┌──

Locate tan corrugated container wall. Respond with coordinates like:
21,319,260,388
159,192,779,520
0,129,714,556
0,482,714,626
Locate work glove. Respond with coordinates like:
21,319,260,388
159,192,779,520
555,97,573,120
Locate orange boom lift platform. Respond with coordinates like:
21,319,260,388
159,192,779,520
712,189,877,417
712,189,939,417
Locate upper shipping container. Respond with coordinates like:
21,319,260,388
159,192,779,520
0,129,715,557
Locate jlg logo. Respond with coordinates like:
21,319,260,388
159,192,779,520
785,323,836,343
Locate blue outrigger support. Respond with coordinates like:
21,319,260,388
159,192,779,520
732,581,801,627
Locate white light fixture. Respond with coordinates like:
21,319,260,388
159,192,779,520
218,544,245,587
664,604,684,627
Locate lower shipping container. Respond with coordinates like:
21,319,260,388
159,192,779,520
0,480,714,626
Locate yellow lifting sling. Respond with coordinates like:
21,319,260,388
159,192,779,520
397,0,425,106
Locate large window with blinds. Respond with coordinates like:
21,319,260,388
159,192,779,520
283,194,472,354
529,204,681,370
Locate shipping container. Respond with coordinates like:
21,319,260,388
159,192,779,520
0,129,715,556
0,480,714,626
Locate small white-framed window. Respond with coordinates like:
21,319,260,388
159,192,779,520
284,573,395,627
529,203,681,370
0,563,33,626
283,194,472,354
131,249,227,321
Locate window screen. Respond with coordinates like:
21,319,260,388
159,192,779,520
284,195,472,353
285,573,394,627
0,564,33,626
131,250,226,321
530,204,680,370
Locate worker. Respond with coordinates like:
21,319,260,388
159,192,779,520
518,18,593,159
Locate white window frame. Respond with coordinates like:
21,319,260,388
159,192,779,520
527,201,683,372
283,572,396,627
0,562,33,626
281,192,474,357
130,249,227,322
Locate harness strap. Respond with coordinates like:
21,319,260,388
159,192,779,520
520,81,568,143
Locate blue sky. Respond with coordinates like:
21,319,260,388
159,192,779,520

└──

# Requirement
Type out the entries again, word for word.

# Written response
Locate tan corrugated container wall. Respond with coordinates like:
21,319,260,388
159,192,779,520
0,129,714,556
0,482,714,626
Locate work glove. Respond with coordinates like:
21,319,260,388
159,192,779,520
555,97,573,120
Locate orange boom lift platform. Respond with coordinates like:
21,319,260,388
159,192,779,520
712,189,877,417
712,189,939,417
Locate upper shipping container. Respond with coordinates like:
21,319,260,388
159,192,779,520
0,129,715,557
Locate jlg logo. Respond with coordinates like:
21,319,260,388
159,192,779,520
785,323,836,343
Locate blue outrigger support. Respond with coordinates like:
21,319,260,388
159,192,779,520
732,581,801,627
Locate white light fixture. Respond with coordinates like:
21,319,260,388
159,192,779,520
218,544,245,587
664,604,684,627
Locate lower shipping container. Respond with coordinates like:
21,319,260,388
159,192,779,520
0,480,714,626
Locate yellow lifting sling. Respond with coordinates like:
21,319,260,388
159,192,779,520
397,0,425,106
Locate large window with blinds. Respond with coordinates like:
21,319,260,388
159,192,779,520
283,194,472,354
529,204,681,370
Locate shipping container. Respond with coordinates like:
21,319,260,388
159,192,779,520
0,129,715,556
0,480,714,626
Locate small white-framed window. Respond with coordinates like:
21,319,260,388
159,192,779,520
284,573,395,627
529,203,681,370
0,563,33,626
283,194,472,354
131,249,227,321
Locate window screen. Respond with coordinates like:
21,319,260,388
159,192,779,520
284,195,472,353
285,573,394,627
0,564,33,626
131,250,226,321
530,204,680,370
Locate worker. Respond with coordinates like:
21,319,260,388
159,192,779,520
518,18,593,159
Locate white window frame. Respond with coordinates like:
21,319,260,388
159,192,779,520
527,201,683,372
283,572,396,627
0,562,33,626
281,192,474,357
130,249,227,322
Locate harness strap. Respond with coordinates like:
21,319,260,388
159,192,779,520
520,81,568,143
Locate blue sky. Respond with coordinates like:
21,319,260,388
159,192,779,520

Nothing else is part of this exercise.